### Instructions to follow
Count the lines in the material below that contain the string "jersey", treating uppercase and lowercase letters as different, and reply with that number alone.

### Material
....

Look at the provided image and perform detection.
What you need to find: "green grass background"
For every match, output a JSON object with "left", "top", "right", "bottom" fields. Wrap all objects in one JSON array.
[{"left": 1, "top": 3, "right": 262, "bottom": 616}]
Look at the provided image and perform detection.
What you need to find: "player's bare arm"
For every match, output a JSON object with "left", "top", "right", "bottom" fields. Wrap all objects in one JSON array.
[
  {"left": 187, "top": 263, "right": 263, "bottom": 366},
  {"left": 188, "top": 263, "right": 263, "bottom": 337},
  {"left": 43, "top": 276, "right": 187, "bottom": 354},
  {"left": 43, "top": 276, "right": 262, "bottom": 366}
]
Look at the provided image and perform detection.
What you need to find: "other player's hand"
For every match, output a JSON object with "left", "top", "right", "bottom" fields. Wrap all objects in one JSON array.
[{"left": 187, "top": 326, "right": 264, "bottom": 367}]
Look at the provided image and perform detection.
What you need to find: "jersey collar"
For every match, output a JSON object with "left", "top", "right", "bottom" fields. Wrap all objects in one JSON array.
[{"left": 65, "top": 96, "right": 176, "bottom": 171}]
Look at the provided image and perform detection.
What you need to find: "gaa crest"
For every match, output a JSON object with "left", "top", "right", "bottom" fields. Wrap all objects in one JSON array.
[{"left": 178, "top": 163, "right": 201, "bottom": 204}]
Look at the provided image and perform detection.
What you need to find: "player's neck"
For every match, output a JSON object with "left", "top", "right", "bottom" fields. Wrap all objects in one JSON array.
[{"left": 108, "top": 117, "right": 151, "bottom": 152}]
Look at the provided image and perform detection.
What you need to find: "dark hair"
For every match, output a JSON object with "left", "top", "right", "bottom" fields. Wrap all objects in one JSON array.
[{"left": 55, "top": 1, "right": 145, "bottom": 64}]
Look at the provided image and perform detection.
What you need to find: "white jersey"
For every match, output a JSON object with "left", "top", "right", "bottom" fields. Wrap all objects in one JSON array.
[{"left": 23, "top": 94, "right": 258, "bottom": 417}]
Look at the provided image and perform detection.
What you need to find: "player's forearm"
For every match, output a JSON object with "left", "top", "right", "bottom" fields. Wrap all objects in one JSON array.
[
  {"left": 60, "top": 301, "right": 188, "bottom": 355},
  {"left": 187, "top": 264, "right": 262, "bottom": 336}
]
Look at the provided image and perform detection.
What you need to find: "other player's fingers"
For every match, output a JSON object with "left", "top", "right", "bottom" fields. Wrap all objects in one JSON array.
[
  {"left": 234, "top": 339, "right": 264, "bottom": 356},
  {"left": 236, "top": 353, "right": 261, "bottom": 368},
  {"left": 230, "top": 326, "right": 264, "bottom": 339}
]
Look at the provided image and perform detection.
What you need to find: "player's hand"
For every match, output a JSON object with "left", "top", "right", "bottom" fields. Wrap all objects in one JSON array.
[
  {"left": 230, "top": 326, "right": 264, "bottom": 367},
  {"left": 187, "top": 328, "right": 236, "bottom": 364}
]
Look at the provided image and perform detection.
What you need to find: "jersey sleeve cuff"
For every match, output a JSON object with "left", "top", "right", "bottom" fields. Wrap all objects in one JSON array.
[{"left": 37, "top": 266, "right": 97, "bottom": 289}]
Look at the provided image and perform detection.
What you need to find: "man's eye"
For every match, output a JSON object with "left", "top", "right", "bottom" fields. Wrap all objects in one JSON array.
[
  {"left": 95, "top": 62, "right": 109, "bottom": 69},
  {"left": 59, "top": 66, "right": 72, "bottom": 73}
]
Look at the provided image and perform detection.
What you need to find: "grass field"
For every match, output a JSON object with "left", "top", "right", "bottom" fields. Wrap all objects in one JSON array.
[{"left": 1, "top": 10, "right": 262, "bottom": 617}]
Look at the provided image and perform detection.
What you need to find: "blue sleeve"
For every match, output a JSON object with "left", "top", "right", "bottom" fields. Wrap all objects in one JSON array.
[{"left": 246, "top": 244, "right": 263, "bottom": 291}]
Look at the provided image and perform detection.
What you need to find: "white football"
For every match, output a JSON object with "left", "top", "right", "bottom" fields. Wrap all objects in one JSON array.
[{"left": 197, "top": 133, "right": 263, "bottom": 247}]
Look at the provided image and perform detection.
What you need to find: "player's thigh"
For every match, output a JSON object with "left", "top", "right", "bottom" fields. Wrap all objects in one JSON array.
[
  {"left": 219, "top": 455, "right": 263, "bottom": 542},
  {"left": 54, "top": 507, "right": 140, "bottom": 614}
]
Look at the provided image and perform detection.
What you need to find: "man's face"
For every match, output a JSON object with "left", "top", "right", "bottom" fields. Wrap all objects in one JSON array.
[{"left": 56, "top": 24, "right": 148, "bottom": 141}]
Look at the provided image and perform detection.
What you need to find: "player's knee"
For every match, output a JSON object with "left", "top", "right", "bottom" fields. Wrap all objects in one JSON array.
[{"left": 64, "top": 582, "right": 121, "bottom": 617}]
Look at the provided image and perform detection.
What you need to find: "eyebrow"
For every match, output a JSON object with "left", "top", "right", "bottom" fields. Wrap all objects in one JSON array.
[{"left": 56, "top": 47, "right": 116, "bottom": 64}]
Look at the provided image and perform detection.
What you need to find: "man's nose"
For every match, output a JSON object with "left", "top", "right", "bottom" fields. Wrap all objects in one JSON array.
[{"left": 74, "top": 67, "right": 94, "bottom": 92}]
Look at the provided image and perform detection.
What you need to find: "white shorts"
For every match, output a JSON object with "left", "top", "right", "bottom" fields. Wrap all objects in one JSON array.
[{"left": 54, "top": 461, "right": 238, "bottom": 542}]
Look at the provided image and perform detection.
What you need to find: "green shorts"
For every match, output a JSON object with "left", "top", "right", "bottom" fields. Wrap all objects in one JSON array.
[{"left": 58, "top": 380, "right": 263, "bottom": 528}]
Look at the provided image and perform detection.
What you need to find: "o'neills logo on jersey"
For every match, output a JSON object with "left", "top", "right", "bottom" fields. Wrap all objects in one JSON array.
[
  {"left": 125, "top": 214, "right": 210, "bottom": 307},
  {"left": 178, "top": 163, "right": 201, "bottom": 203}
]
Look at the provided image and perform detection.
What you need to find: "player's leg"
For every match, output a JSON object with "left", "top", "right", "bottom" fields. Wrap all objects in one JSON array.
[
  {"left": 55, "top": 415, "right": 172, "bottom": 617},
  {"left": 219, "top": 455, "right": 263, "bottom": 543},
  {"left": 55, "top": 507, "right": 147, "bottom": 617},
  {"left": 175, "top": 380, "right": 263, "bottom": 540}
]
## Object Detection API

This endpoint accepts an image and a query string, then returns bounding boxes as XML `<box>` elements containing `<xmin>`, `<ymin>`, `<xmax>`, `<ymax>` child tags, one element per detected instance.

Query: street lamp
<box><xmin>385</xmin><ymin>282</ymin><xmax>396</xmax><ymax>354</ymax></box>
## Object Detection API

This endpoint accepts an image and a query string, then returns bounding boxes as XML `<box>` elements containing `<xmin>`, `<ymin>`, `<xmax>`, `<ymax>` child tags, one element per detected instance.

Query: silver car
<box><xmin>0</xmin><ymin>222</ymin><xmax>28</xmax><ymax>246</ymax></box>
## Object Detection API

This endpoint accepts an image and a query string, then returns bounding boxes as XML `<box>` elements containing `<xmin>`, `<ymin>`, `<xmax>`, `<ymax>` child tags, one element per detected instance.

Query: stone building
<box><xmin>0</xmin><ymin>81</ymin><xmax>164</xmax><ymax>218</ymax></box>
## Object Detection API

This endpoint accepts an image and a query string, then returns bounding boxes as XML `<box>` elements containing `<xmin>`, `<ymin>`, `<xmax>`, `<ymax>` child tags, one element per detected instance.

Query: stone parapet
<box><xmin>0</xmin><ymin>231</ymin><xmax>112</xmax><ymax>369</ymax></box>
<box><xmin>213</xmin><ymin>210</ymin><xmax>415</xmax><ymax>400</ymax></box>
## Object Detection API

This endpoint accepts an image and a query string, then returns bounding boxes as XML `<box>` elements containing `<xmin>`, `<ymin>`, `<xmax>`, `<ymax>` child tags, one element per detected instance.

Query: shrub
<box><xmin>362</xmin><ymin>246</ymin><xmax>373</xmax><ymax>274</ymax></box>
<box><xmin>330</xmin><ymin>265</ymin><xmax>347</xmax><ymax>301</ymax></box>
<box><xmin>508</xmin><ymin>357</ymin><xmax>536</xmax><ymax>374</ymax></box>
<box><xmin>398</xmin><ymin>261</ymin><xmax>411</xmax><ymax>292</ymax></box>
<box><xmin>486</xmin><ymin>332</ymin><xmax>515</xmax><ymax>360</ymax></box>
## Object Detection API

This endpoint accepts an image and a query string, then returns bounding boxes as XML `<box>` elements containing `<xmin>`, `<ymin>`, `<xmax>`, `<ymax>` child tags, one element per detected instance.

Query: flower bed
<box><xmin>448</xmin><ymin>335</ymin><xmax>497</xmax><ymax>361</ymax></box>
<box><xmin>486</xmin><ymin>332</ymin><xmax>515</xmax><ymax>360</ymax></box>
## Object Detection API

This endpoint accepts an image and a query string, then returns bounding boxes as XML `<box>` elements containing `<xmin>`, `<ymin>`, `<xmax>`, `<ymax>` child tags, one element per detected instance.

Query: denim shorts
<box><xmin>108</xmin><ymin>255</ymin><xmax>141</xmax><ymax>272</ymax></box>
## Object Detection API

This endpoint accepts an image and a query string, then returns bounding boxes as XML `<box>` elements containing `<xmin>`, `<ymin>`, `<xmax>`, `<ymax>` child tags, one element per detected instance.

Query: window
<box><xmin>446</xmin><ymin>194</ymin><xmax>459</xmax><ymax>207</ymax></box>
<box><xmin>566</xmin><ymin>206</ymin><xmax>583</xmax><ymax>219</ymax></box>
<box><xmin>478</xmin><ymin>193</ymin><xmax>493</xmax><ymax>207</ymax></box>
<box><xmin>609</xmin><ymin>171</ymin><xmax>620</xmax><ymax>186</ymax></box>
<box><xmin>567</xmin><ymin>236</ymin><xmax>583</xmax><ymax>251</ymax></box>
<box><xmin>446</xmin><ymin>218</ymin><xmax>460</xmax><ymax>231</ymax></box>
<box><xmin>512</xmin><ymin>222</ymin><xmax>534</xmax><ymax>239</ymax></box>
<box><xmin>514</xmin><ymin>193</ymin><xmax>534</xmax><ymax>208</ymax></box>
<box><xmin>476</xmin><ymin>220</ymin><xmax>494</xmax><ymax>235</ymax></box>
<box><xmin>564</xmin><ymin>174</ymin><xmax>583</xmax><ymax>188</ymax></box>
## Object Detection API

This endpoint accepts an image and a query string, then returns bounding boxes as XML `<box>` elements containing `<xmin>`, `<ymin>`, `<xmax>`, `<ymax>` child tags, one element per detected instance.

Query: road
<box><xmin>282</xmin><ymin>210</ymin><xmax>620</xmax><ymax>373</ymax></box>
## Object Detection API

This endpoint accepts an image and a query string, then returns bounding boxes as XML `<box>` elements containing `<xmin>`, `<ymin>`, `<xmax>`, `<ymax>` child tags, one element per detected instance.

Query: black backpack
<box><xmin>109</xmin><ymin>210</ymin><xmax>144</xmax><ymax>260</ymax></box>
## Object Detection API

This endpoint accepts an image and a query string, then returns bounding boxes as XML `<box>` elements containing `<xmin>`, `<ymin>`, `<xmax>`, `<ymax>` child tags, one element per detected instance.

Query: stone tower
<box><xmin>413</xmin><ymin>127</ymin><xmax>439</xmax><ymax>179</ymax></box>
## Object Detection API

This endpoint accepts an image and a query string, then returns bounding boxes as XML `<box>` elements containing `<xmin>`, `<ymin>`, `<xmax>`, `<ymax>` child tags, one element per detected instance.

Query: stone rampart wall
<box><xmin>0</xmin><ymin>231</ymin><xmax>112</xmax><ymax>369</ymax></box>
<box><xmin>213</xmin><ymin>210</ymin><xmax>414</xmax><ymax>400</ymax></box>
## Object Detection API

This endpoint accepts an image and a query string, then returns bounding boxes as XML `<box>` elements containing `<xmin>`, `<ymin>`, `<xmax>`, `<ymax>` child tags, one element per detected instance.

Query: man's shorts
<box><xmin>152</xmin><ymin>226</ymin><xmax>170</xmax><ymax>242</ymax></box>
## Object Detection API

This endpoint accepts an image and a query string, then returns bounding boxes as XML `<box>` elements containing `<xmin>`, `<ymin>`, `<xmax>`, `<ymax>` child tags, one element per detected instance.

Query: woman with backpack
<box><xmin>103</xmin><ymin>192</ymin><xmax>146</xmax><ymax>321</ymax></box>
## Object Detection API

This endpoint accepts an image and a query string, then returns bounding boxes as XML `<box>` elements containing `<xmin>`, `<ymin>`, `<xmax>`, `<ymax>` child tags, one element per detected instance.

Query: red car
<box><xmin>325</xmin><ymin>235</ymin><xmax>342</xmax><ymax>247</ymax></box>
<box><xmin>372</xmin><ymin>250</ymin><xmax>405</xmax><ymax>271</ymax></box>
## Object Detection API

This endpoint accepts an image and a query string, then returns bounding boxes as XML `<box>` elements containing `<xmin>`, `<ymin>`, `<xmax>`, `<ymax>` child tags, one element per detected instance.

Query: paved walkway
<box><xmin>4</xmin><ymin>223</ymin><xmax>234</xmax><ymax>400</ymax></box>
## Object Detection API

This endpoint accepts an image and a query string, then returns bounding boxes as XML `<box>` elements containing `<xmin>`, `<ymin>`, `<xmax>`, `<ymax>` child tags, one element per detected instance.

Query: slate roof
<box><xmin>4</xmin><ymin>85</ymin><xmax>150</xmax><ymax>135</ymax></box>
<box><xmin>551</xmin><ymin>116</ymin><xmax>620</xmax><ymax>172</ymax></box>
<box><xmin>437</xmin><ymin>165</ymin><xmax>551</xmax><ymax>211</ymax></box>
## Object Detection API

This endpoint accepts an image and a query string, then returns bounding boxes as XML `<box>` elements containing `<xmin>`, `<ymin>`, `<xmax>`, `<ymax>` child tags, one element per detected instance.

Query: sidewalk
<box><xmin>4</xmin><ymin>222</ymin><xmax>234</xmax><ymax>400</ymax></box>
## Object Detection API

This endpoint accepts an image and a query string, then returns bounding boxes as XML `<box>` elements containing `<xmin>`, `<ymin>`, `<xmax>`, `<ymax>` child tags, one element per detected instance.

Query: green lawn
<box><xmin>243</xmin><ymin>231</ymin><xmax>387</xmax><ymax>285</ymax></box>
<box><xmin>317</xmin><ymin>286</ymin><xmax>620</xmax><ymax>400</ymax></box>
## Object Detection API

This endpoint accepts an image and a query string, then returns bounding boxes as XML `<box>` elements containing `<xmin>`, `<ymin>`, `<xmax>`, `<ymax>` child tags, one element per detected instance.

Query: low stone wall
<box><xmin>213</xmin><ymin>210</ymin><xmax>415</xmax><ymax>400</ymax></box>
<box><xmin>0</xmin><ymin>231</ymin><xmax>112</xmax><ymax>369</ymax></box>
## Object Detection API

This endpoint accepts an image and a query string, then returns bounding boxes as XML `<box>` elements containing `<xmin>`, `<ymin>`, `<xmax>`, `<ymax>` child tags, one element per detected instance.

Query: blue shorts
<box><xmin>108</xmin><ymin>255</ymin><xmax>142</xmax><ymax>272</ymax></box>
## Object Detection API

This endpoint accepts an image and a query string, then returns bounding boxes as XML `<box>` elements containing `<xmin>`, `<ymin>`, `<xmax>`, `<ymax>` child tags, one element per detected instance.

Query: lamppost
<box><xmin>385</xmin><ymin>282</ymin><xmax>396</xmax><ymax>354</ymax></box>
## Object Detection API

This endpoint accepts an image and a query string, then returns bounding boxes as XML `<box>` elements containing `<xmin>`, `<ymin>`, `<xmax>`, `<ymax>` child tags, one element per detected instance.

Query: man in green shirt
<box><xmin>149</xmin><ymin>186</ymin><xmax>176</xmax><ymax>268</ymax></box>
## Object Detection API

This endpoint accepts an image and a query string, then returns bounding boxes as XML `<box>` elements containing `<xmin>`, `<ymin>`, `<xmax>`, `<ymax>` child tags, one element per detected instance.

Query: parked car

....

### In response
4